# Enthalpy and it's use in Gibb's Free Energy

1. Nov 26, 2009

### cavalier

Lately I've been struggling with the idea of enthalpy and what it means conceptually, especially in its use in Gibb's free energy. There is nothing in the definition of change in enthalpy that would connect logically to spontaneity or free energy.

After thinking about it for a couple days, here are my ideas about spontaneity. I expect some or even all of them to be wrong, so it would help me very much if someone could correct my mistakes or show me where I managed to get things right.
1. Enthalpy is just a way of measuring the energy released by something at constant pressure. We could measure it using the change in internal energy at constant volume, but in that case pressure would not be constant.
2. Things tend to become disordered because disorder is statistically favored. Things also tend to want to lose potential energy. It takes a certain amount of the latter tendency to overcome the former tendency and vice versa.
3. $$\Delta G=\Delta H - T\Delta S$$ is just a way of apply (2) to systems of gases, most of the time involving chemical reactions.
4. $$\Delta G=-nF\Delta E$$ is an application of (2) to electrochemistry.
5. Any spontaneous changes where entropy decreases is accompanied and balanced out by the conversion of potential energy into other forms.

2. Nov 26, 2009

### Gerenuk

You ask good questions. I think that is the way to understand physics.
You seem to have used "applications" of enthalpy only, which isn't best to understand it's origins. I try to explain the view I'm comfortable with.

————————

### Required task 1
Render the records from the line containing "Could you spot the evergreen" through the end of the records as a Markdown table with the columns Row and Line, leaving out blank lines.

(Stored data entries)
————————

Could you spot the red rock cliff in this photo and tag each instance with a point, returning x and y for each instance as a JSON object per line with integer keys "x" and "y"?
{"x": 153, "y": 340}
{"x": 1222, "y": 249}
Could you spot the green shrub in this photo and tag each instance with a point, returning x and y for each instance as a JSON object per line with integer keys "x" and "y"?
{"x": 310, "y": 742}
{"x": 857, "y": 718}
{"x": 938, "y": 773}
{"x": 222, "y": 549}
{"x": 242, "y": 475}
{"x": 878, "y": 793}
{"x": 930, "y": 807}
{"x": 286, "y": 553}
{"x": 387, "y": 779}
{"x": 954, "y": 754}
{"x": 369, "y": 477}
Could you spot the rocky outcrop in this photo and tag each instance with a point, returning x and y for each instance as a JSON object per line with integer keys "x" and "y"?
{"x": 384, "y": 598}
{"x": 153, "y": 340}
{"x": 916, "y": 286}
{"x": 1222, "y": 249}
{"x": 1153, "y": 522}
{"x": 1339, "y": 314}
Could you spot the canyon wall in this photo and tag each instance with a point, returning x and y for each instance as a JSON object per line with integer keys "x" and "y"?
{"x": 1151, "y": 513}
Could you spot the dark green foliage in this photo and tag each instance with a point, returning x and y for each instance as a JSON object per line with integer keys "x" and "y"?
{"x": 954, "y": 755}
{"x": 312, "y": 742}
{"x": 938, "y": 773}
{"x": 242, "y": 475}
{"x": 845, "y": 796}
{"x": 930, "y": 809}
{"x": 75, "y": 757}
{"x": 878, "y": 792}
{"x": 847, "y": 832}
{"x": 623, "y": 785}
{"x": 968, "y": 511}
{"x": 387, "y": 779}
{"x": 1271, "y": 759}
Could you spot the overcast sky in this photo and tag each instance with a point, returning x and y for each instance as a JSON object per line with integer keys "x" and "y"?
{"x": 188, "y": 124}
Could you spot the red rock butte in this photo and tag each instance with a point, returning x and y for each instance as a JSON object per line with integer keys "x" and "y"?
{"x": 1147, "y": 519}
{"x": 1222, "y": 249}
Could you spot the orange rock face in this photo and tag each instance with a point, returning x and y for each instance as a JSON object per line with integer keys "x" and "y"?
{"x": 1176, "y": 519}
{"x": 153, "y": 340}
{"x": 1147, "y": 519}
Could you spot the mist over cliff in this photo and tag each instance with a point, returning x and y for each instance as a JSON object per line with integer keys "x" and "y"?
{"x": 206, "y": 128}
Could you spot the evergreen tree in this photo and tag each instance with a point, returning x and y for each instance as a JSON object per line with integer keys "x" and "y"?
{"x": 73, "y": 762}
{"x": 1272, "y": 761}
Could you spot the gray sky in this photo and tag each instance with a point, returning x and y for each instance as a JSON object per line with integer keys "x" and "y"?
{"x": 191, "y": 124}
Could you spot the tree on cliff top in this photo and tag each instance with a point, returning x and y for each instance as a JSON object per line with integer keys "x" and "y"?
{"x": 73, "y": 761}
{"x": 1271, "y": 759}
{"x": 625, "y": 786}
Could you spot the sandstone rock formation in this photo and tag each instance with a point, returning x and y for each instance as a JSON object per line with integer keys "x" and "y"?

————————

### Required task 2
Write the next part of the forum thread on enthalpy and Gibbs free energy, picking up after its last sentence.

### Right answer 1
| Row | Line |
|---|---|
| 1 | Could you spot the evergreen tree in this photo and tag each instance with a point, returning x and y for each instance as a JSON object per line with integer keys "x" and "y"? |
| 2 | {"x": 73, "y": 762} |
| 3 | {"x": 1272, "y": 761} |
| 4 | Could you spot the gray sky in this photo and tag each instance with a point, returning x and y for each instance as a JSON object per line with integer keys "x" and "y"? |
| 5 | {"x": 191, "y": 124} |
| 6 | Could you spot the tree on cliff top in this photo and tag each instance with a point, returning x and y for each instance as a JSON object per line with integer keys "x" and "y"? |
| 7 | {"x": 73, "y": 761} |
| 8 | {"x": 1271, "y": 759} |
| 9 | {"x": 625, "y": 786} |
| 10 | Could you spot the sandstone rock formation in this photo and tag each instance with a point, returning x and y for each instance as a JSON object per line with integer keys "x" and "y"? |

### Right answer 2
First I should say that all laws are originally expressed at differentials like
$$\mathrm{d}E=T\mathrm{d}S-p\mathrm{d}V$$
That is important. All other equations are special cases only. The definition of enthalpy is
$$H=E+pV$$
That has only mathematical reasons, as with this definition the differential now uses another variable (Legendre transformation)
$$\mathrm{d}H=T\mathrm{d}S+V\mathrm{d}p$$

Now in a constant pressure process ($\mathrm{d}p=0$, $\mathrm{d}Q=T\mathrm{d}S$) we have exactly
$$Q=\Delta H\qquad(\text{const }p)$$
That's why the heat in a chemical reaction is given by the change in enthalpy.

The free energy concept is something else. Maybe you can find a good statistical mechanics book (Reichl maybe?) and look up the section about "availability". Basically if you have a system in contact with an environment, then the total entropy of these two system can only increase. Consequently the work that you can extract from the system will be equal to
$$A=E-T_\text{envir}S+p_\text{envir}V$$
Incidently for processes with some defined values in the final variables this availability will be equal to the change in one of the 4 thermodynamic potentials (E, F, H, G). Have a look at the section.

Enthalpy is rather the change of plain heat Q in a processes where pressure is kept constant.
The work at constant pressure is of course $W=-p\Delta V$.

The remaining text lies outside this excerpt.